(The records)

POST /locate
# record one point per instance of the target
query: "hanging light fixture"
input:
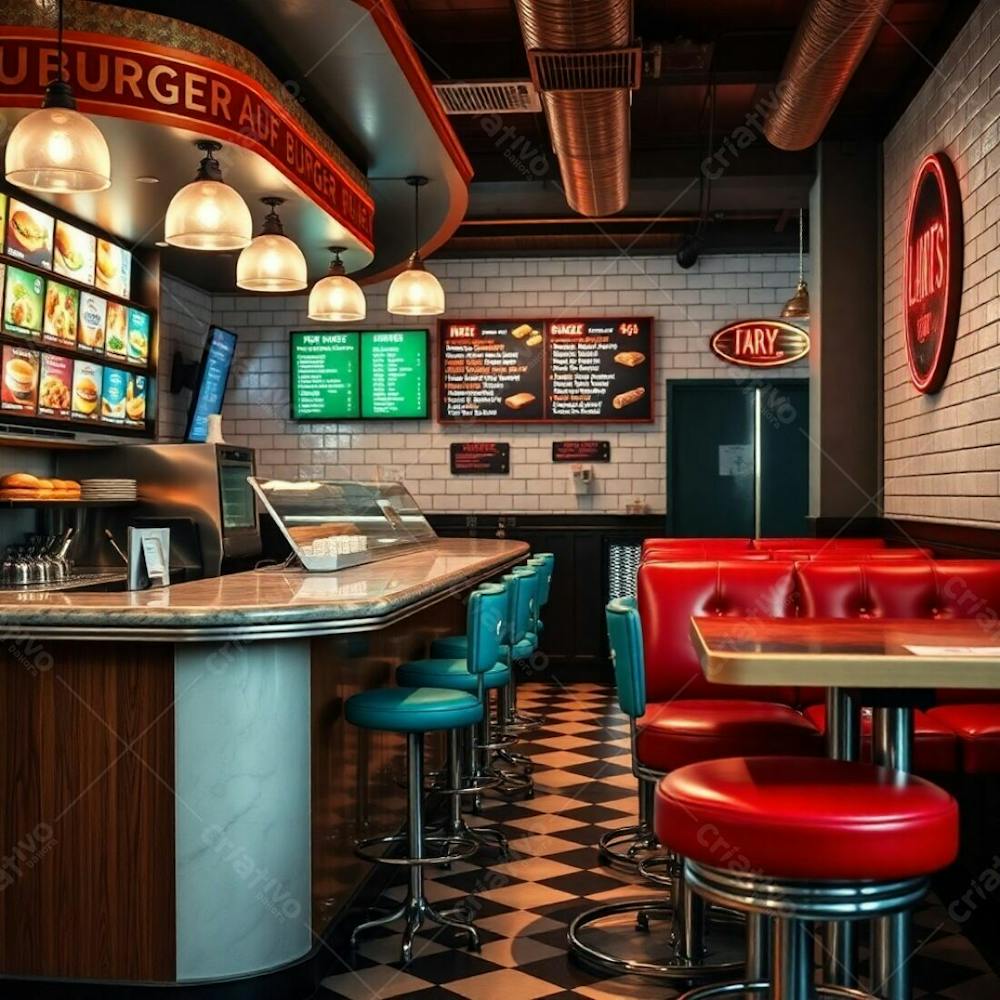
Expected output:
(415, 291)
(58, 150)
(272, 263)
(208, 214)
(337, 298)
(797, 307)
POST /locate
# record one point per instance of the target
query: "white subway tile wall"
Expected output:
(688, 307)
(942, 452)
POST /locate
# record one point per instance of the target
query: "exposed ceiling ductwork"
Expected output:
(586, 44)
(830, 43)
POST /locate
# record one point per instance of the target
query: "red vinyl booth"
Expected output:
(921, 589)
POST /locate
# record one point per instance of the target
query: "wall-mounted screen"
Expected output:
(547, 370)
(210, 385)
(360, 374)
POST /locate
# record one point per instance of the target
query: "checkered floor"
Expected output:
(523, 905)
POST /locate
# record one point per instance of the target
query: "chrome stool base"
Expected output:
(723, 956)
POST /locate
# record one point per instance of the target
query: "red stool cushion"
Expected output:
(677, 733)
(807, 818)
(935, 747)
(978, 729)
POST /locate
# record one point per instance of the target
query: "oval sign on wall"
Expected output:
(932, 272)
(760, 343)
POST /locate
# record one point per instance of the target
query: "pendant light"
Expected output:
(415, 291)
(797, 307)
(57, 150)
(337, 298)
(272, 263)
(208, 214)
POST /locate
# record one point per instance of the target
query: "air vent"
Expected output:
(607, 69)
(488, 97)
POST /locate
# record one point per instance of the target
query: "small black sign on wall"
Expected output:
(581, 451)
(480, 458)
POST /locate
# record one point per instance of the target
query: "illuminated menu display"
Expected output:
(325, 383)
(394, 374)
(547, 370)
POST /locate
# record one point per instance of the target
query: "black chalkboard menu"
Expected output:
(546, 370)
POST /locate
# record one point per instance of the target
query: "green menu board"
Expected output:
(394, 374)
(325, 376)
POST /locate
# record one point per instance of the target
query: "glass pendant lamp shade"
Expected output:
(415, 292)
(57, 149)
(272, 262)
(208, 214)
(337, 298)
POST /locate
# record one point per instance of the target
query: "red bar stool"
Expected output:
(798, 840)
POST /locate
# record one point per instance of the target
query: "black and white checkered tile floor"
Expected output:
(522, 906)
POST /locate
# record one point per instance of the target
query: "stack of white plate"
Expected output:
(107, 489)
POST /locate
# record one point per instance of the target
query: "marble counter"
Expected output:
(268, 602)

(End The records)

**Requirement:**
Collect the complete line wherever the string "black" appears in the records.

**Solution:**
query: "small black sign on wall"
query: "black chalkboard menu"
query: "black and white checkered tile floor"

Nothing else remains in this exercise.